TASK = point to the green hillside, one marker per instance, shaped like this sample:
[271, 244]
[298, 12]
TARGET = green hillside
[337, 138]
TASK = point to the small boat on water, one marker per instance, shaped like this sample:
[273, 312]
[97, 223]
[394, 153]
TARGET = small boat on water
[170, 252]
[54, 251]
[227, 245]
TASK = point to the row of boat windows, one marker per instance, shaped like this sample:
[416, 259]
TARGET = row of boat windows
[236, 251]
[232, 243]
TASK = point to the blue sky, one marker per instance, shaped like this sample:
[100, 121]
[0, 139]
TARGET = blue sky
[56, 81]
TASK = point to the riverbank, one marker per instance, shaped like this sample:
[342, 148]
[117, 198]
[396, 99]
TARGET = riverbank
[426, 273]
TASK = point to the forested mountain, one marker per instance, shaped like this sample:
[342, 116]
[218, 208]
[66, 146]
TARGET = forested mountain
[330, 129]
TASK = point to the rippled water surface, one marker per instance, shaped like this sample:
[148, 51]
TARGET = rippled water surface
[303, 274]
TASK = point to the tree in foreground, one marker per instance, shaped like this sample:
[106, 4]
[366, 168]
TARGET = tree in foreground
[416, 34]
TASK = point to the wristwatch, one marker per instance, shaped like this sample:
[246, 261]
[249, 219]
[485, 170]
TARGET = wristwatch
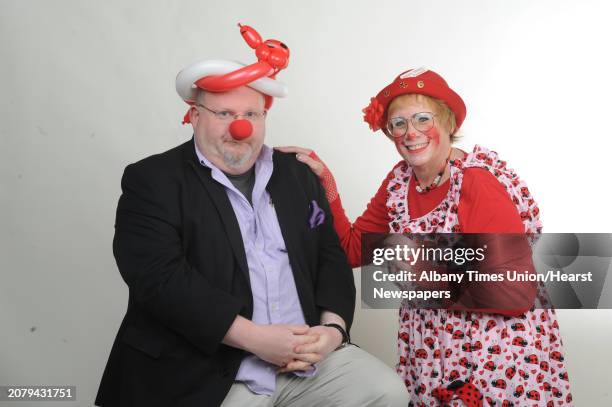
[346, 339]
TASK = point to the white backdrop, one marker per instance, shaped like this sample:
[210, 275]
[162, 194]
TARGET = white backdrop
[88, 87]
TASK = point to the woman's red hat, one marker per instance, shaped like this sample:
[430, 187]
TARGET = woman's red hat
[419, 81]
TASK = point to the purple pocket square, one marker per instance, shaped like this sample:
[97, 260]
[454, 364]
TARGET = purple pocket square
[317, 216]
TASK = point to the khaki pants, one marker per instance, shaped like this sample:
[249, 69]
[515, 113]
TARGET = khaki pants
[347, 377]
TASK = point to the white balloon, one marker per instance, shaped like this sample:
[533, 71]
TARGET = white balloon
[186, 78]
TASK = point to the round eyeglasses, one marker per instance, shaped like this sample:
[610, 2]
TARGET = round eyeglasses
[422, 122]
[227, 115]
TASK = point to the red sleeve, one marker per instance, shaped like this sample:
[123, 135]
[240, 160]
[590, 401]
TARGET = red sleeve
[485, 207]
[375, 219]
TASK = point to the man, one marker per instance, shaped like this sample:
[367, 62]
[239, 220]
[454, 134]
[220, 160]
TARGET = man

*WRITTEN TASK:*
Print only the lines from the one with "TASK = point to the purple" to the end of the records, both included.

*CORRECT RESULT:*
TASK = point to the purple pocket square, one marker per instance, shaped like this sample:
[97, 260]
[454, 364]
TARGET = purple pocket square
[317, 216]
TASK = point to the khaki pants, one marker per instance, shaped like this sample:
[249, 69]
[515, 113]
TARGET = khaki pants
[347, 377]
TASK = point to the white balloon, one marker per instance, shaped like this sample:
[533, 71]
TARGET = white balloon
[186, 78]
TASK = point to the round eyeglasses, one marker per instance, shaped like this sample:
[610, 2]
TARGET = round eyeglasses
[422, 122]
[227, 115]
TASK = point to the red sleeve, one marker per instance, shaped like this sample:
[123, 135]
[240, 160]
[590, 401]
TARGET = red sleeve
[485, 207]
[375, 219]
TASK = point to the man, one marker per instance, shaped like this sample:
[367, 62]
[239, 220]
[454, 134]
[220, 160]
TARGET = man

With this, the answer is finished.